CHAPTER XX.
THE MONK OF MONTAUDON.

Of the life of the Monk of Montaudon the old manuscripts tell us little. We are ignorant even of his name, and only know that he was descended from a noble family residing at Castle Vic in Auvergne. Being a younger son he was, as the biography naïvely puts it, ‘made a monk of,’ and entered the Abbey of Orlac (Aurillac), in the vicinity of his father’s castle; some time afterwards he became Prior of Montaudon. Soon, however, it became apparent that the cowl had not made the monk; he began to compose gay stanzas and satiric sirventeses on the events of the day. The knights and barons of the adjacent castles were pleased with the poet’s gay, genial ways. They asked him to feasts and tournaments, and rewarded his songs with rich gifts, conscientiously remitted by him to the treasury of his cloister; a circumstance which goes far to explain the leniency with which his superiors looked on his infringements of the monastic rules. At last the monk asked permission of the Abbot of Orlac to regulate his way of living according to the commands of King Alfonso of Aragon, known to us as the revenger of Guillem de Cabestanh’s death, and a great protector and friend of troubadours in general. The granting of this comprehensive prayer tends to prove at once the lucrativeness of the monk’s poetic endeavours, and the considerate tolerance of the worthy prelate. For no sooner was the permission given than Alfonso bade the monk eat meat, compose gay songs, and court the favour of a lady. ‘Et el si fes,’ ‘and so he did,’ the manuscript adds significantly.

Data extracted from a collection:
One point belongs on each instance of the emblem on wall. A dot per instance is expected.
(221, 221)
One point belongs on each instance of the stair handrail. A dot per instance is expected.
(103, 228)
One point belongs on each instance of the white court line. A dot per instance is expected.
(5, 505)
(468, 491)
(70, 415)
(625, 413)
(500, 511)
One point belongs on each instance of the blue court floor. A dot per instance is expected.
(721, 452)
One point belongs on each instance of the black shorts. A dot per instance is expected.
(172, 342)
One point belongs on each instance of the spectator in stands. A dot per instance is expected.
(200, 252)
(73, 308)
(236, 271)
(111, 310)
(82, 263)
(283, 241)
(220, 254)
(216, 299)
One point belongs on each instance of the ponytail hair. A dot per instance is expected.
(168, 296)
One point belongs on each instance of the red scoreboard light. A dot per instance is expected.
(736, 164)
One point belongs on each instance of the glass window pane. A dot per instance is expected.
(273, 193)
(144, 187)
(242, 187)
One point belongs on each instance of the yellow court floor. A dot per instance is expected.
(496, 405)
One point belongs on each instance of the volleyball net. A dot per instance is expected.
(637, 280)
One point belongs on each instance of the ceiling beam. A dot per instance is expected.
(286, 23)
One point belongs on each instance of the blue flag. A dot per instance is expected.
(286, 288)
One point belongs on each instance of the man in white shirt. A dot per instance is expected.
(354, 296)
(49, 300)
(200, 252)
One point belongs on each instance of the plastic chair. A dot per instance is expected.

◆ Instructions
[1] Answer these questions using the chapter on the Monk of Montaudon.
(a) Where did the monk's noble family reside?
(b) What did the monk do with the rich gifts he received for his songs?
(c) What three things did King Alfonso bid the monk do?
[2] Continue the chapter on the Monk of Montaudon from the point where it stops.

◆ Exercise results
[1]
(a) At Castle Vic in Auvergne.
(b) He conscientiously remitted them to the treasury of his cloister.
(c) Eat meat, compose gay songs, and court the favor of a lady.

[2]
There were held at that time certain gay assemblies at Puy Sainte Marie, where the noble ladies and gentlemen of many miles round met for a season to enjoy courteous pastimes. The knights measured their strength in the lists, the troubadours sang their sweetest canzos for prizes, made more valuable by the beautiful hands which distributed them. At this gay court the Monk of Montaudon was now created master of the revels, and in this capacity had to hold the celebrated sparrow-hawk, a time-honoured ceremony, performed by him with portly dignity, we may imagine. At the beginning of each of these annual feasts the ‘Master of the Court of Puy’ stood in the midst of the noble guests, took a sparrow-hawk on his fist, and calmly waited till one of the great barons relieved him of his burden. The acceptance of the bird involved the obligation of bearing the not inconsiderable expenses of the whole feast, and was therefore the exclusive privilege of the richest and most liberal nobles. Perhaps it was owing to this pretty but frequently ruinous custom that the Court of Puy itself came to an untimely end. After its expiration the Monk of Montaudon went to Spain, where his abbot conferred upon him the dignity of Prior of Villafranca, in acknowledgment, most likely, of his exemplary life. This monastery, also, the monk enriched with the gifts of his literary patrons. He lived to an advanced age, and died much esteemed and loved by his brethren. He flourished about the end of the twelfth century.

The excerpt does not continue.